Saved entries
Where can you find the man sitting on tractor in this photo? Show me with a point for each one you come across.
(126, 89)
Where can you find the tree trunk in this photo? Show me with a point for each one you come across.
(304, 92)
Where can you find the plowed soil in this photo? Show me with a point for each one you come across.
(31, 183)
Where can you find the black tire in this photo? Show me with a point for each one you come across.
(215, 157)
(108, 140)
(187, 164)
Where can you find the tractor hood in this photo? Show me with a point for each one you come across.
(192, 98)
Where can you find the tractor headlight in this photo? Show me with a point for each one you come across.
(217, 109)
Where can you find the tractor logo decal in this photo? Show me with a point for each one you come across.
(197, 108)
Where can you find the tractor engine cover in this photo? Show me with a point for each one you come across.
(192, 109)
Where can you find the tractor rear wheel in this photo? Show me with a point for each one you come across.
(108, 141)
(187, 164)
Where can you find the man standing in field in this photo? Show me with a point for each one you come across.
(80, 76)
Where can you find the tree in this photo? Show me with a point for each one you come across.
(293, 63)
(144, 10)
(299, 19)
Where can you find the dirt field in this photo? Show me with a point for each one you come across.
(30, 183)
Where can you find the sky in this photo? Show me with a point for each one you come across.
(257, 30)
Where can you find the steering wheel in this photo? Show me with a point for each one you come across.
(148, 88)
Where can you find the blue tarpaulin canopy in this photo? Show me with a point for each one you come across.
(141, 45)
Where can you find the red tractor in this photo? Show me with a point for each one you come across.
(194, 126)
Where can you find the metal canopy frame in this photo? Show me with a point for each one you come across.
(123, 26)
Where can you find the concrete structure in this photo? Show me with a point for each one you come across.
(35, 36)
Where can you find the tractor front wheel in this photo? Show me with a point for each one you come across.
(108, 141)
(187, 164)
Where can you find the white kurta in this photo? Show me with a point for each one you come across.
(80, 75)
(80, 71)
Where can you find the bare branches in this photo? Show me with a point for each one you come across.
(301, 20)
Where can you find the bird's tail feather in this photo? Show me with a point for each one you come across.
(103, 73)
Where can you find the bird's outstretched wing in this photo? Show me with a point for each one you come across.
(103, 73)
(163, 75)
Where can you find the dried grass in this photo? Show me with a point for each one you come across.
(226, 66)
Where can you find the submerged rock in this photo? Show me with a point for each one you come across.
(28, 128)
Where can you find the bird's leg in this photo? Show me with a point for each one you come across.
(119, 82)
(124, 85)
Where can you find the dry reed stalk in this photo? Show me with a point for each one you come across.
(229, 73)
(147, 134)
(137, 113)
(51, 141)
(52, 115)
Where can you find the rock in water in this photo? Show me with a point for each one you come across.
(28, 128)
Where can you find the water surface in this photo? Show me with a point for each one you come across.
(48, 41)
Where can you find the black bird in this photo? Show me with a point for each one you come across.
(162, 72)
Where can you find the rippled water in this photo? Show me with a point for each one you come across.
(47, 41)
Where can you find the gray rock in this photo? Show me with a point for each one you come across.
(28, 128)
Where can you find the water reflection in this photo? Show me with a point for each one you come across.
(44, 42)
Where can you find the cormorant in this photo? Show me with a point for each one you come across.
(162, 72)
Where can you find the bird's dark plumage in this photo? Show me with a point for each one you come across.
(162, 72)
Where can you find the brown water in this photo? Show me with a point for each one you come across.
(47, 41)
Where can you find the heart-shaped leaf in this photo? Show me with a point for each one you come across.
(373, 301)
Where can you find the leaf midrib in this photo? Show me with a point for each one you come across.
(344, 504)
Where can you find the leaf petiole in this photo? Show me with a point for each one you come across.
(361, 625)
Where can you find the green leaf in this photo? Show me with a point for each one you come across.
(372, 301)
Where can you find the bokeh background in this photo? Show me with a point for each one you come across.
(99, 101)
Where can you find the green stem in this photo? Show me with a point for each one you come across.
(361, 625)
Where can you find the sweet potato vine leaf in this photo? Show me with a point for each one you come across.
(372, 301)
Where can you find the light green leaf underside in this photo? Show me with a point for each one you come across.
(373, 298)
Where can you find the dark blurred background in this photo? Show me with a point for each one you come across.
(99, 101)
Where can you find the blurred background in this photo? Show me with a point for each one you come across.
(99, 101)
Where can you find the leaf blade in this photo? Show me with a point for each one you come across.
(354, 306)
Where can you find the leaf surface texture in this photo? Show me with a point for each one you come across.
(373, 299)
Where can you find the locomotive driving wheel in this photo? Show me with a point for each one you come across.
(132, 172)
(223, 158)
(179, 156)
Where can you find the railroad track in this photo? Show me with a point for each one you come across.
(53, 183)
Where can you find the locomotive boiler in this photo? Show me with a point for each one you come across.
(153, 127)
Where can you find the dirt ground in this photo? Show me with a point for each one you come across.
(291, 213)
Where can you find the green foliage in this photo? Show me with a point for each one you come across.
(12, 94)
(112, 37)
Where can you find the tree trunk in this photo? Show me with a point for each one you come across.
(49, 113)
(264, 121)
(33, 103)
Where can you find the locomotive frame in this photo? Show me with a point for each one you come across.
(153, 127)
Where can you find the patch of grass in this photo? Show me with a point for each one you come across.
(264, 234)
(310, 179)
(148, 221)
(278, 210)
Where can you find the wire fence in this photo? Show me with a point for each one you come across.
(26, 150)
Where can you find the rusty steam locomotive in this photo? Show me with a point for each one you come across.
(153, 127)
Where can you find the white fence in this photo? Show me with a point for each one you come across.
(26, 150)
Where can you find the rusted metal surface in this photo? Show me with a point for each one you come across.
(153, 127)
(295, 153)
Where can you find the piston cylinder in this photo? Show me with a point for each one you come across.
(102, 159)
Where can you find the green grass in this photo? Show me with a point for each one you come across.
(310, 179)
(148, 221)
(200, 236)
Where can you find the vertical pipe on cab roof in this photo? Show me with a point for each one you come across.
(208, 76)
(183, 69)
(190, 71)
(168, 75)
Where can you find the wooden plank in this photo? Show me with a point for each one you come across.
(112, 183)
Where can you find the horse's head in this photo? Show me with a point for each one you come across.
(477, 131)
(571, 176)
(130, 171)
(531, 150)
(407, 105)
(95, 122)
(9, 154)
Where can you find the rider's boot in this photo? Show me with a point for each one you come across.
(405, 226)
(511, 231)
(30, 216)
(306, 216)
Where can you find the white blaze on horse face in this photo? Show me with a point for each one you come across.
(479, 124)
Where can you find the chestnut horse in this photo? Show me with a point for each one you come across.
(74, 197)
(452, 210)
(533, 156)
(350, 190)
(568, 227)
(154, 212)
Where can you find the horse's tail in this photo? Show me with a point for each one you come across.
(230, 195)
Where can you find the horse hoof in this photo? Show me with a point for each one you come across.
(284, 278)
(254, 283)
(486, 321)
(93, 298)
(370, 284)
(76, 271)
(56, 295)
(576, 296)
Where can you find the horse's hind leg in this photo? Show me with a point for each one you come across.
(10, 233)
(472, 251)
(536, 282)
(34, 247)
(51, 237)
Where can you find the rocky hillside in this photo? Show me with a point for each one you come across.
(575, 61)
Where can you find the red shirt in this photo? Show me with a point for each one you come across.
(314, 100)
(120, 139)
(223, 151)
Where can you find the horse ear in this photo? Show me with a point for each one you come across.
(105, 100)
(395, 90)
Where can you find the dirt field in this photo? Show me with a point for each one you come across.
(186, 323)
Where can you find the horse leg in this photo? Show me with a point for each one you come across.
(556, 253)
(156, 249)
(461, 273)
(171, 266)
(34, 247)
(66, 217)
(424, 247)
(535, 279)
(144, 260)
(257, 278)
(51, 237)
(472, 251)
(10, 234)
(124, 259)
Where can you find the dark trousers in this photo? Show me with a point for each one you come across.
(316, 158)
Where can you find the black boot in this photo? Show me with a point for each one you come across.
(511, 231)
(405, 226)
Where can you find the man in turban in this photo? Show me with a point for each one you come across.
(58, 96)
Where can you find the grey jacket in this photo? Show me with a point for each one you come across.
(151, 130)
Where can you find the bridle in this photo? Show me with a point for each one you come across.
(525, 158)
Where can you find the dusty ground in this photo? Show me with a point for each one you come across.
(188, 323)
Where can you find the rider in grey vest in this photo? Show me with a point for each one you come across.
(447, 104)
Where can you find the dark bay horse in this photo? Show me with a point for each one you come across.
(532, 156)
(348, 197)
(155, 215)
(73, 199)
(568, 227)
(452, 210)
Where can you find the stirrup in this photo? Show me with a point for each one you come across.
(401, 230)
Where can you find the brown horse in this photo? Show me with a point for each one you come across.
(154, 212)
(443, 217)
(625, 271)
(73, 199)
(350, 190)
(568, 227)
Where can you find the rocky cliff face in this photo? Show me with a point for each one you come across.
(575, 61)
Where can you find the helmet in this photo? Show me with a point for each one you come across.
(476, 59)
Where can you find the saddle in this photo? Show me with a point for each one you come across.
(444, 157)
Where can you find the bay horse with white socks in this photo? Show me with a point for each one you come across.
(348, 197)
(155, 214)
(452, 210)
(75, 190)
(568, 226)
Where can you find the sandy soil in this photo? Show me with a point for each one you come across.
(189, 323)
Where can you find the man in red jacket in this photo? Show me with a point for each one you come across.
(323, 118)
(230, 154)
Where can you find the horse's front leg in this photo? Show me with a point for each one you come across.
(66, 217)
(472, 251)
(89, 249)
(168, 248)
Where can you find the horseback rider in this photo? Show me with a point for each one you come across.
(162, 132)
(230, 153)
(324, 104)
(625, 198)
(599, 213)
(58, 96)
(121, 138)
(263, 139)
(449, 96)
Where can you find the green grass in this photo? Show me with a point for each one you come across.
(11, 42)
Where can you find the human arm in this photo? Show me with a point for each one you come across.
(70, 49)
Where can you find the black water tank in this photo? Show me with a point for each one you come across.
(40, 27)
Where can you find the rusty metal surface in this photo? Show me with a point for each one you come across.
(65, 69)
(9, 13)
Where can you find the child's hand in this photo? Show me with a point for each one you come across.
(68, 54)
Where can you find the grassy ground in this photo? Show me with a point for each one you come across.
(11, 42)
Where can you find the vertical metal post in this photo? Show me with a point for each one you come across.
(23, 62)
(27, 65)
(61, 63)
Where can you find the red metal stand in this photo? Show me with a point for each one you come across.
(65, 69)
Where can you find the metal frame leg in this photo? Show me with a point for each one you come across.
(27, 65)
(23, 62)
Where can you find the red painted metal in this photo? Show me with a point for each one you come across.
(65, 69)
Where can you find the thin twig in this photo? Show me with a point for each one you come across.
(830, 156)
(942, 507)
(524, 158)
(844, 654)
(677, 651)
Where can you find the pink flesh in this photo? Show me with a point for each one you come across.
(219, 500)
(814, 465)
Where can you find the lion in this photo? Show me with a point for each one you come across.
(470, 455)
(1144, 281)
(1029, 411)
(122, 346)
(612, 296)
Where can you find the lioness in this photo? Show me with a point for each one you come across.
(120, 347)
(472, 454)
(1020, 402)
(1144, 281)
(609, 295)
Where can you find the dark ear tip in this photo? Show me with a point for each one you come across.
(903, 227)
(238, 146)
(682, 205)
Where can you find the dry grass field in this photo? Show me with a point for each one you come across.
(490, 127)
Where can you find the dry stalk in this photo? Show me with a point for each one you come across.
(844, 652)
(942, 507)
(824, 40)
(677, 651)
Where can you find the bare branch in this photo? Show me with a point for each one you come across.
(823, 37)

▶ [Description of the task]
A faithful copy is required of the lines from the one with "Where can you find the lioness" through the last line of the data; please add nothing.

▶ [Task output]
Where can you find the lioness in this photo? Show me with a point for each one you come across.
(120, 347)
(472, 454)
(1020, 402)
(1144, 281)
(609, 295)
Where can you find the dark ear tip in this photo? Show me with a point for each one you come across.
(903, 227)
(238, 146)
(682, 205)
Where can you find the dry grass field in this photo? Show me with a point for each one you come across.
(490, 127)
Where can you find the dry stalk in this photo? Show me with a point for each one you come across.
(844, 652)
(942, 507)
(824, 40)
(677, 651)
Where can you find the bare branch in this photo? Show me with a point for each one you come across.
(823, 37)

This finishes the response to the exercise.